Sensationsfund im Seltersweg: Alte Festungsmauer in Gießen entdeckt
Sensationsfund im Seltersweg - Alte Festungsmauer in Gießen entdeckt
Seit einigen Wochen laufen die Arbeiten an der Fernwärme-Baustelle im Gießener Seltersweg. Nun der Sensationsfund: Hier wurde ein Teil der alten Festungsanlage der Stadt entdeckt. Die eigentlichen Arbeiten an der Baustelle werden sich damit verzögern, teilen die Verantwortlichen heute mit.
Schätzungen zufolge stammt die Mauer aus den 1530er Jahren. Damals war Gießen eine für ganz Hessen bedeutsame Stadt, die durch eine robuste Festungsanlage geschützt werden musste.
Mit diesem Fund hatte keiner gerechnet
Nur etwa 1,35 Meter ist die Baustelle im Seltersweg tief und schon seit einigen Wochen laufen dort die Arbeiten der SWG, um die Anwohner künftig mit Fernwärme zu versorgen. Dass Gießen vor vielen Jahren eine schwere Festung umgab, war vor Beginn der Arbeiten bekannt. Und auch der Verlauf dieser Mauer wurde von Experten auf Stadtkarten festgehalten. Nun aber die Überraschung: Ein mutmaßlich früherer Verlauf der Festungsmauer führt genau durch die Baustelle in der Shoppingstraße.

▶ **Rohdaten**
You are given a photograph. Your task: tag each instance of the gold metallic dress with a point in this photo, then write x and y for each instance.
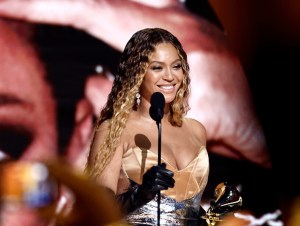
(179, 205)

▶ **Aufgabenliste**
a - Nenne alle geografischen Namen von Städten, Straßen und Regionen, die im Bericht über den Mauerfund vorkommen.
b - Gib für jede der folgenden Aussagen an, ob sie mit dem Bericht über den Mauerfund übereinstimmt, und zitiere die entscheidenden Worte des Berichts wörtlich: (i) Die Baustelle im Seltersweg ist etwa 1,35 Meter tief. (ii) Vor Beginn der Arbeiten war nicht bekannt, dass Gießen einst von einer Festung umgeben war. (iii) Durch den Fund verzögern sich die Arbeiten an der Baustelle.
c - Schreibe den Bericht über den Mauerfund im Anschluss an seinen letzten Satz weiter.
Das Material stammt aus einer anderen Quelle.

▶ **Ergebnisse**
a - Gießen, Seltersweg, Hessen

b -
(i) Ja: „Nur etwa 1,35 Meter ist die Baustelle im Seltersweg tief“
(ii) Nein: „Dass Gießen vor vielen Jahren eine schwere Festung umgab, war vor Beginn der Arbeiten bekannt.“
(iii) Ja: „Die eigentlichen Arbeiten an der Baustelle werden sich damit verzögern“

c -
"Vor der Schippe ist es dunkel"
Bei der kurzfristig einberufenen Pressekonferenz beschreiben die Verantwortlichen die Situation folgendermaßen: "Vor der Schippe ist es dunkel". Mit diesem Fund hat also keiner gerechnet, erzählen die Verantwortlichen von den Stadtwerken und der Unteren Denkmalschutzbehörde. Die haben nun ein Team zur Baustelle geschickt, was die Mauer jetzt freilegt, damit sie dokumentiert und fotografiert werden kann. Derzeit ragt sie nur ein Stück aus dem Boden der Baustelle. Schätzungsweise geht sie noch mehrere Meter tief in die Erde.
Alte Mauer verläuft in der Nähe der Wolkengasse
Ersten Erkenntnissen zufolge stammt die Mauer aus den 1530er Jahren, später wurde sie abgebrochen, um das Material für einen späteren Verlauf der Festung wiederzuverwerten. Was die Passanten jetzt im Seltersweg auf Höhe der Wolkengasse sehen, ist also mutmaßlich die obere Abbruchkante vom früheren Bollwerk. Später wurde die Festung ausgeweitet, es gab einen tiefen Flutgraben und "Feinde mussten sich gut überlegen, ob sie Gießen wirklich angreifen wollten", sagt Stadtarchäologe Björn Keiner am FFH-Mikro.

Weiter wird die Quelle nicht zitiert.